§ **WHAT IS NEEDED**
Rewrite the lines between the one holding "drawmask --target dark" and the one holding "POLYGON ((196 90, 199", inclusive, as a Markdown table with the columns Row and Line, leaving out blank lines. Include only those lines.

§ **Dataset records**
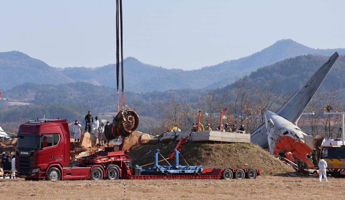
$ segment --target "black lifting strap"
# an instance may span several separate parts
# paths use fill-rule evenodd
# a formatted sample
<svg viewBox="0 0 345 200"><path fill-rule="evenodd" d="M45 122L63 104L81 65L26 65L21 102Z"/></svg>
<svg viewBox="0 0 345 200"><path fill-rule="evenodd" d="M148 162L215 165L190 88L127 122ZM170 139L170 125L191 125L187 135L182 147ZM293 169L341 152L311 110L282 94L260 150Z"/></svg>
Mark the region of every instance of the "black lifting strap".
<svg viewBox="0 0 345 200"><path fill-rule="evenodd" d="M119 0L116 0L116 85L117 86L117 92L119 92L119 74L120 65L119 63Z"/></svg>
<svg viewBox="0 0 345 200"><path fill-rule="evenodd" d="M120 0L120 21L121 35L121 80L122 81L122 94L124 94L124 48L122 40L122 0Z"/></svg>

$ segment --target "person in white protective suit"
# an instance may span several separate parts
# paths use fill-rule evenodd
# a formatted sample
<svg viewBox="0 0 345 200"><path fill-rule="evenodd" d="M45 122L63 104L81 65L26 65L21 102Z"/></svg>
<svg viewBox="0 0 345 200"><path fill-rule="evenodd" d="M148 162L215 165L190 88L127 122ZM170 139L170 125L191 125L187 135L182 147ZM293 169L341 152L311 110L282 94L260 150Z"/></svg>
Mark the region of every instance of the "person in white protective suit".
<svg viewBox="0 0 345 200"><path fill-rule="evenodd" d="M76 120L76 122L73 124L73 134L74 134L74 142L76 142L78 141L79 142L79 139L80 138L80 134L81 132L80 131L80 127L81 127L81 124L79 123L79 122L78 120Z"/></svg>
<svg viewBox="0 0 345 200"><path fill-rule="evenodd" d="M324 175L325 182L327 182L327 175L326 173L326 168L327 168L327 163L323 159L323 156L321 156L321 160L319 161L319 182L321 182L322 180L322 174Z"/></svg>
<svg viewBox="0 0 345 200"><path fill-rule="evenodd" d="M14 152L11 152L11 155L13 156L12 160L11 161L11 166L12 168L12 174L14 174L16 173L16 153ZM15 179L16 175L12 175L12 178Z"/></svg>
<svg viewBox="0 0 345 200"><path fill-rule="evenodd" d="M104 145L104 141L102 139L102 135L104 134L104 123L101 123L98 127L98 143L100 146Z"/></svg>
<svg viewBox="0 0 345 200"><path fill-rule="evenodd" d="M97 116L96 116L95 119L96 120L93 121L93 130L92 133L96 137L98 137L98 126L99 126L99 122L98 121L98 117Z"/></svg>

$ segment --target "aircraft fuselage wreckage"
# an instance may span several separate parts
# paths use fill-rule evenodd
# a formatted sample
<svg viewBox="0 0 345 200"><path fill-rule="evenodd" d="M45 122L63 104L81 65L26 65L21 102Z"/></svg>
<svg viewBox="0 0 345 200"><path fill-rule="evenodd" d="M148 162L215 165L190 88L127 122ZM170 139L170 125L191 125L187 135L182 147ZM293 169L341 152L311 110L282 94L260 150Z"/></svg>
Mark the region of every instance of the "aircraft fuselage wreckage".
<svg viewBox="0 0 345 200"><path fill-rule="evenodd" d="M260 146L262 148L269 147L271 153L273 153L275 149L277 147L276 146L276 143L278 141L278 139L283 136L281 134L284 132L277 130L284 127L285 127L284 128L287 130L290 127L294 129L296 129L296 127L298 128L298 127L294 124L297 124L307 106L310 102L310 99L314 96L315 93L320 87L320 85L322 83L339 56L338 53L336 52L329 59L310 77L305 84L297 90L275 113L270 111L268 112L267 114L266 113L265 113L265 117L270 116L275 116L275 117L276 118L276 121L277 122L276 123L279 122L278 123L279 127L276 127L274 128L275 131L274 131L273 128L270 127L269 125L265 124L262 124L250 135L251 142ZM273 119L271 118L271 119L273 120ZM286 120L286 121L284 122L286 123L286 124L282 122L282 120L283 119ZM265 123L267 123L268 119L266 118L266 120ZM294 125L295 127L292 126L292 124L288 123L287 122L292 123L292 125ZM266 127L269 128L266 130ZM300 132L298 130L297 130L296 132L296 131L294 130L294 131L295 134L294 135L292 135L293 134L291 134L289 133L289 131L288 131L289 132L288 134L291 134L291 136L294 136L293 137L290 136L290 137L292 139L294 139L295 141L299 141L299 140L304 141L303 137L299 137L299 136L303 135L303 137L304 137L305 135L307 135L304 134L301 131ZM296 135L297 137L296 137ZM308 137L307 137L309 138ZM288 139L288 140L290 140L291 139ZM307 140L309 141L309 140L312 140L310 139L308 139ZM309 146L306 144L306 141L304 141L304 142L307 144L306 146L308 147L308 149L311 149L308 152L309 153L314 148L315 148L315 146L312 148L312 147L313 146L313 145Z"/></svg>

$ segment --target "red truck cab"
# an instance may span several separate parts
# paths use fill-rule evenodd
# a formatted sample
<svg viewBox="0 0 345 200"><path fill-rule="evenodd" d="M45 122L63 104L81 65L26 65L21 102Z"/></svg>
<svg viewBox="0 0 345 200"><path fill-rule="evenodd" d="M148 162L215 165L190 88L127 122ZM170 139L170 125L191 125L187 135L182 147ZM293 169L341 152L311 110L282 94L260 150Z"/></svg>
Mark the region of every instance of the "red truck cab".
<svg viewBox="0 0 345 200"><path fill-rule="evenodd" d="M16 150L16 176L46 178L46 170L70 164L70 135L67 120L42 119L21 125ZM69 148L66 148L68 147Z"/></svg>

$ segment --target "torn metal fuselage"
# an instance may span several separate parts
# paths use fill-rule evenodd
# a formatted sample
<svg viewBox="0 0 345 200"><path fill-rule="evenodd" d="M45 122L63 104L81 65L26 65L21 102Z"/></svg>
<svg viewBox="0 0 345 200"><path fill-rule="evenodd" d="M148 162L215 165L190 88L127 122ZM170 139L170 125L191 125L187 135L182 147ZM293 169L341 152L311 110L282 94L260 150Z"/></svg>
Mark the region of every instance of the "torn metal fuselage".
<svg viewBox="0 0 345 200"><path fill-rule="evenodd" d="M323 137L316 138L304 133L298 126L269 111L265 112L266 132L270 152L278 155L283 152L287 159L297 160L307 166L314 166L307 155L321 145Z"/></svg>
<svg viewBox="0 0 345 200"><path fill-rule="evenodd" d="M112 123L105 128L102 139L111 140L120 137L128 137L139 126L139 116L132 109L122 110L113 117Z"/></svg>

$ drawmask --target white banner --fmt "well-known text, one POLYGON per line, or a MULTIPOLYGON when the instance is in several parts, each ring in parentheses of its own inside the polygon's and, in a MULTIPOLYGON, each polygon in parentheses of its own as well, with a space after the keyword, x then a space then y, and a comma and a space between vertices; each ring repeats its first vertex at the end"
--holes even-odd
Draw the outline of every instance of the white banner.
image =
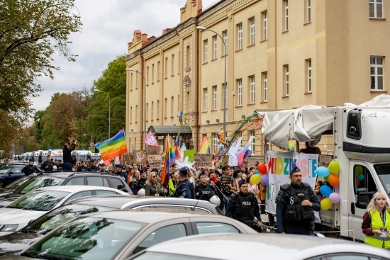
MULTIPOLYGON (((302 181, 310 184, 314 190, 317 177, 316 170, 318 165, 318 154, 267 152, 267 168, 269 182, 267 187, 266 211, 276 214, 275 200, 280 186, 290 183, 290 171, 297 166, 302 172, 302 181)), ((318 217, 318 213, 316 218, 318 217)))

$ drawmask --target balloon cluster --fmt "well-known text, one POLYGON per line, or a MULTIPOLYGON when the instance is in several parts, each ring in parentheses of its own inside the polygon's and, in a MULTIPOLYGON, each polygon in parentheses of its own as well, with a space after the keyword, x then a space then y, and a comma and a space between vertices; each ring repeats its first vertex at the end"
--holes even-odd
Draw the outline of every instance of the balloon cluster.
POLYGON ((252 184, 261 183, 262 185, 268 185, 268 174, 267 174, 267 166, 264 164, 259 164, 255 174, 250 176, 249 182, 252 184))
MULTIPOLYGON (((335 161, 329 164, 328 168, 321 166, 317 169, 317 175, 323 177, 325 181, 328 181, 332 186, 337 186, 340 183, 338 177, 338 171, 340 164, 335 161)), ((327 185, 323 185, 320 188, 320 192, 325 198, 321 200, 321 209, 326 210, 332 207, 333 203, 337 203, 340 201, 340 194, 333 192, 332 188, 327 185)))

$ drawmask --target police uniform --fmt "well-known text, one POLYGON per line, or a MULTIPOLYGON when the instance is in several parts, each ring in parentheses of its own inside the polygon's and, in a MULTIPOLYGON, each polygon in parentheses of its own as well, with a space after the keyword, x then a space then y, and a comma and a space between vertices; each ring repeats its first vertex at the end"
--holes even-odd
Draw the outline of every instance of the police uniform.
MULTIPOLYGON (((183 167, 179 170, 179 174, 182 176, 187 176, 187 169, 183 167)), ((177 198, 195 198, 193 184, 186 178, 179 183, 179 186, 174 191, 174 195, 177 198)))
MULTIPOLYGON (((295 166, 290 176, 301 171, 295 166)), ((320 200, 308 183, 297 186, 283 184, 277 196, 277 227, 279 233, 311 234, 314 227, 314 211, 320 210, 320 200), (308 200, 313 207, 303 206, 302 201, 308 200)))
MULTIPOLYGON (((238 182, 240 186, 246 183, 245 180, 238 182)), ((253 227, 255 217, 262 221, 257 198, 255 194, 248 191, 246 193, 237 191, 230 195, 226 209, 226 216, 240 221, 250 227, 253 227)))

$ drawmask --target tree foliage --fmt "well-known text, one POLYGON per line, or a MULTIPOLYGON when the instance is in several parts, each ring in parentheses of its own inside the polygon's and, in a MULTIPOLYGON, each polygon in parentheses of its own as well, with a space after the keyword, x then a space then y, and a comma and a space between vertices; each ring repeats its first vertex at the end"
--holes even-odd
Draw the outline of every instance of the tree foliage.
MULTIPOLYGON (((56 52, 74 60, 69 35, 82 26, 74 1, 0 1, 0 113, 6 120, 20 123, 28 118, 28 97, 41 90, 37 77, 52 78, 53 70, 58 69, 51 63, 56 52)), ((0 135, 14 130, 1 128, 0 135)))

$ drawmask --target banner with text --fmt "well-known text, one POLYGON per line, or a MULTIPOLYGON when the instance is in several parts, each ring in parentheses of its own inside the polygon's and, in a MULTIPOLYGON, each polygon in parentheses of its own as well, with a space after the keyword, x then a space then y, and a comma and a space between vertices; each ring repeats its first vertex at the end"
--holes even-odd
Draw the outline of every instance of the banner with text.
POLYGON ((267 152, 267 168, 269 181, 267 187, 266 211, 271 214, 276 214, 275 200, 277 193, 282 185, 290 183, 290 171, 295 166, 298 166, 302 172, 302 182, 309 183, 314 189, 318 165, 318 154, 267 152))

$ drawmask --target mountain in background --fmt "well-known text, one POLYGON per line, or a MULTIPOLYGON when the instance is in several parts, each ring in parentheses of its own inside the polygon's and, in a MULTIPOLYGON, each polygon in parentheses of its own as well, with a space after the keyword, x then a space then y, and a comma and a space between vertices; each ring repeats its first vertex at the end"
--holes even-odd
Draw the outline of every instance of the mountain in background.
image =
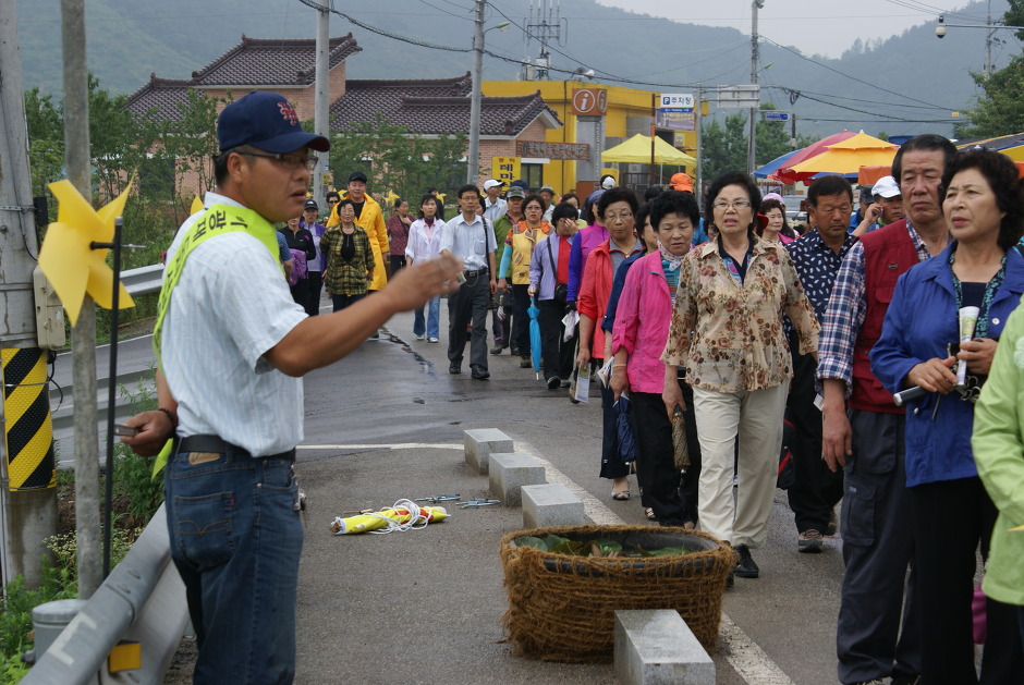
MULTIPOLYGON (((472 14, 462 3, 437 0, 346 0, 334 3, 359 22, 401 37, 447 46, 443 51, 410 45, 331 15, 331 35, 352 32, 363 52, 346 60, 349 78, 441 78, 466 73, 473 61, 472 14)), ((1004 0, 992 3, 1001 19, 1004 0)), ((763 10, 768 12, 770 10, 763 10)), ((951 23, 984 23, 986 3, 951 14, 951 23)), ((486 48, 508 60, 485 57, 484 78, 511 81, 536 58, 536 40, 525 45, 528 0, 488 7, 486 48)), ((26 88, 61 91, 60 0, 17 0, 23 78, 26 88)), ((561 45, 551 46, 551 65, 573 72, 593 69, 596 83, 632 85, 662 93, 749 82, 751 39, 733 28, 681 24, 597 4, 561 0, 566 20, 561 45)), ((794 22, 800 19, 794 17, 794 22)), ((819 26, 820 23, 810 24, 819 26)), ((100 85, 132 93, 150 73, 187 78, 240 42, 256 38, 312 38, 316 12, 301 0, 89 0, 86 4, 87 61, 100 85)), ((985 62, 984 29, 950 27, 942 40, 935 23, 887 40, 861 40, 840 59, 804 56, 800 46, 760 42, 761 99, 796 113, 802 134, 843 129, 888 135, 938 132, 949 135, 952 112, 966 113, 977 95, 970 71, 985 62), (865 47, 868 46, 868 47, 865 47), (791 105, 791 100, 795 100, 791 105)), ((997 32, 993 62, 1004 65, 1019 49, 1009 32, 997 32)), ((568 78, 552 72, 552 78, 568 78)), ((728 113, 732 110, 716 110, 728 113)))

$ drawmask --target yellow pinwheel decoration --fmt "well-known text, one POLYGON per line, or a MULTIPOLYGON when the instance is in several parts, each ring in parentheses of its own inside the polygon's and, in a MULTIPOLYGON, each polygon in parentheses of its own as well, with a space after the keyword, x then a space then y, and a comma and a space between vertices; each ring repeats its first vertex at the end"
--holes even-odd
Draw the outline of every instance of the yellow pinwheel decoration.
MULTIPOLYGON (((109 249, 93 249, 90 244, 113 241, 113 220, 124 213, 132 186, 130 183, 121 195, 99 210, 93 209, 71 181, 58 181, 49 187, 60 206, 57 221, 47 229, 39 250, 39 266, 53 283, 74 326, 86 293, 106 309, 113 304, 113 270, 107 266, 109 249)), ((121 283, 119 306, 121 309, 135 306, 124 283, 121 283)))

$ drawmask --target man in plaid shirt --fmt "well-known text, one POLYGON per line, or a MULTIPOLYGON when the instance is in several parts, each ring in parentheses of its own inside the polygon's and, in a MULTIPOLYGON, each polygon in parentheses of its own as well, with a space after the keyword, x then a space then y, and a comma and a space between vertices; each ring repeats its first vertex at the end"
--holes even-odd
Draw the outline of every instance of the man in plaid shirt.
POLYGON ((904 603, 907 566, 916 573, 903 469, 904 416, 871 374, 867 353, 880 334, 899 276, 949 242, 939 183, 955 152, 948 139, 932 134, 900 148, 892 175, 906 218, 865 234, 850 249, 821 321, 822 458, 830 469, 844 472, 840 530, 846 568, 836 643, 839 680, 848 685, 890 676, 892 683, 915 683, 919 673, 912 592, 904 603))

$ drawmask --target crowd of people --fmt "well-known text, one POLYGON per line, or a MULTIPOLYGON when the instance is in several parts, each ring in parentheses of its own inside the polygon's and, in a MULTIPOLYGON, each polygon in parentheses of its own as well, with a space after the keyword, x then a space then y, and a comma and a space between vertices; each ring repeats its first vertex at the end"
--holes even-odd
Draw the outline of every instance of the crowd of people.
POLYGON ((1024 680, 1024 534, 1011 530, 1024 524, 1024 193, 1008 158, 917 136, 861 209, 845 179, 816 179, 803 233, 742 172, 711 181, 703 216, 692 180, 675 174, 643 201, 611 176, 582 203, 488 180, 460 187, 447 221, 431 188, 415 219, 398 198, 386 221, 356 171, 344 198, 328 194, 321 222, 301 198, 308 150, 328 142, 282 120, 287 105, 249 94, 220 115, 217 192, 169 250, 154 332, 160 408, 129 419, 139 432, 123 439, 142 454, 179 440, 168 526, 197 676, 294 673, 296 377, 399 311, 414 313, 418 340, 440 342, 447 295, 452 375, 467 342, 475 380, 507 348, 523 366, 539 356, 552 391, 600 369, 595 469, 610 497, 630 501, 635 473, 647 518, 735 550, 730 583, 760 574, 754 550, 792 425, 797 552, 824 550, 842 502, 844 685, 1024 680), (285 227, 275 235, 272 222, 285 227), (321 289, 331 315, 316 316, 321 289), (905 408, 893 399, 903 391, 905 408), (632 454, 620 443, 626 403, 632 454), (216 535, 225 509, 228 537, 216 535))

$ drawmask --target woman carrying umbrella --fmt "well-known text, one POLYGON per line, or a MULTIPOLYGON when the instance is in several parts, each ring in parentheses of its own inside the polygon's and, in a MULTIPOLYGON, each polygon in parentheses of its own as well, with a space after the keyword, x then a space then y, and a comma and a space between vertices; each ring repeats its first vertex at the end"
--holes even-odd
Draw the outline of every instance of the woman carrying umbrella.
POLYGON ((512 279, 512 346, 519 347, 523 357, 520 366, 529 368, 529 329, 527 328, 526 308, 529 306, 529 260, 534 245, 551 232, 551 224, 544 220, 546 206, 539 195, 529 195, 523 200, 524 219, 512 227, 504 238, 505 250, 498 269, 499 290, 508 290, 508 279, 512 279), (511 249, 509 249, 511 247, 511 249), (510 273, 511 271, 511 273, 510 273))
MULTIPOLYGON (((680 366, 693 387, 700 439, 697 510, 700 528, 731 542, 735 574, 759 575, 751 555, 768 534, 776 489, 782 414, 793 364, 782 328, 789 316, 800 351, 818 346, 818 321, 789 253, 757 237, 760 191, 744 173, 711 182, 706 218, 717 238, 693 249, 679 270, 662 400, 669 417, 684 407, 680 366), (740 490, 733 499, 735 441, 740 490)), ((710 231, 709 231, 710 233, 710 231)))
POLYGON ((539 308, 544 378, 549 390, 569 386, 574 343, 564 340, 565 291, 569 288, 569 253, 576 234, 576 208, 562 203, 551 212, 554 234, 537 243, 529 260, 529 296, 539 308))
MULTIPOLYGON (((1024 232, 1024 197, 1013 162, 983 149, 953 157, 939 199, 952 240, 900 277, 870 357, 871 370, 890 392, 919 386, 929 393, 910 402, 906 412, 921 672, 929 683, 977 683, 971 621, 975 560, 978 545, 983 559, 988 556, 997 511, 978 478, 971 432, 978 386, 1024 293, 1024 258, 1013 249, 1024 232), (967 333, 971 340, 951 355, 947 345, 961 340, 963 307, 977 307, 977 323, 967 333), (966 363, 963 384, 951 368, 958 359, 966 363)), ((1016 612, 989 598, 986 617, 980 682, 1024 682, 1016 612)))
MULTIPOLYGON (((605 331, 599 323, 605 317, 612 279, 630 255, 644 252, 644 244, 633 233, 638 204, 633 191, 611 188, 597 203, 597 216, 608 227, 609 237, 589 254, 576 310, 580 313, 580 352, 576 366, 585 367, 592 358, 604 360, 605 331)), ((613 480, 611 496, 615 500, 630 499, 630 468, 619 458, 619 438, 615 425, 614 397, 610 388, 601 387, 601 478, 613 480)), ((780 421, 781 423, 781 421, 780 421)))
MULTIPOLYGON (((679 494, 679 469, 672 449, 672 423, 665 414, 661 393, 668 382, 661 353, 669 337, 672 298, 683 256, 690 252, 700 210, 692 193, 668 191, 650 205, 650 225, 658 247, 630 268, 615 311, 611 338, 614 350, 611 390, 614 399, 629 393, 636 436, 636 480, 645 506, 662 526, 683 526, 686 519, 679 494)), ((683 390, 682 381, 672 379, 683 390)), ((692 407, 687 407, 692 409, 692 407)))

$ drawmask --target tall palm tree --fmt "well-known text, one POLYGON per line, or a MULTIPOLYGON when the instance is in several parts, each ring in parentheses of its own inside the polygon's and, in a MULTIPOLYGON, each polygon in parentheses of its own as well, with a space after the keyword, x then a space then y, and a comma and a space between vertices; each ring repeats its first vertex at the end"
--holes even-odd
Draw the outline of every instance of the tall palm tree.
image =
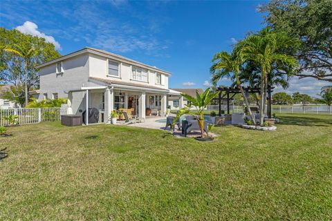
POLYGON ((288 37, 281 32, 275 32, 270 28, 263 29, 259 33, 249 35, 240 41, 240 53, 246 61, 253 61, 261 68, 260 77, 260 120, 263 125, 264 117, 266 113, 266 97, 268 86, 268 75, 275 64, 282 64, 289 67, 289 70, 297 68, 299 64, 296 59, 283 52, 286 48, 298 44, 298 41, 288 37))
POLYGON ((37 50, 32 45, 24 44, 15 44, 11 46, 6 46, 4 50, 21 57, 24 59, 24 93, 25 93, 25 106, 28 102, 28 66, 29 61, 37 53, 37 50))
POLYGON ((204 110, 206 109, 208 105, 210 104, 212 99, 216 97, 219 93, 219 91, 214 92, 210 88, 207 88, 201 95, 199 94, 199 90, 196 90, 196 98, 186 93, 181 93, 181 95, 190 102, 190 104, 185 105, 184 108, 178 112, 176 116, 173 120, 173 126, 180 117, 183 115, 190 114, 196 115, 196 118, 199 121, 201 137, 204 137, 204 110), (192 106, 195 107, 196 111, 192 110, 191 108, 192 106))
POLYGON ((239 78, 240 66, 242 64, 241 57, 234 52, 229 54, 225 51, 222 51, 214 55, 212 62, 214 64, 211 66, 210 70, 212 75, 213 84, 216 85, 218 81, 225 77, 234 78, 234 83, 241 90, 250 118, 253 120, 249 102, 244 93, 242 83, 239 78))

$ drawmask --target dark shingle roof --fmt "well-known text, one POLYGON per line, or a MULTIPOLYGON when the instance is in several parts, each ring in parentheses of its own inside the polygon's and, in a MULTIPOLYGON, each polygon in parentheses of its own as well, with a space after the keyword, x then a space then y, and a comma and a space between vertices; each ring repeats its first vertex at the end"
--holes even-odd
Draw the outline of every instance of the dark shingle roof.
POLYGON ((196 90, 199 90, 199 93, 202 94, 204 90, 202 88, 171 88, 181 93, 184 93, 185 94, 190 95, 192 97, 196 97, 196 90))

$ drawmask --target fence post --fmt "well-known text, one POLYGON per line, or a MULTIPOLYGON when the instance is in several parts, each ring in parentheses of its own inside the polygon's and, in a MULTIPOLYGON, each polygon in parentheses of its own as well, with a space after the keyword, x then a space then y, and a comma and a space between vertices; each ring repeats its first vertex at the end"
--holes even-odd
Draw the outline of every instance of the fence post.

§ **RESPONSE TO THIS TASK**
| Row | Line |
|---|---|
| 1 | $ drawmask --target dark shingle roof --fmt "well-known text, one POLYGON per line, or a MULTIPOLYGON when the instance is in several parts, each ring in parentheses of its own inside the polygon's and, in a MULTIPOLYGON, each polygon in parentheses of its own as well, with a space after the keyword, x then a space then y, and a comma and a space between vertices; each ring repeats its first vertex at the end" |
| 2 | --holes even-odd |
| 3 | Draw the outline of every instance of the dark shingle roof. |
| 4 | POLYGON ((196 90, 199 90, 199 93, 202 94, 204 90, 202 88, 171 88, 181 93, 184 93, 185 94, 190 95, 192 97, 196 97, 196 90)) |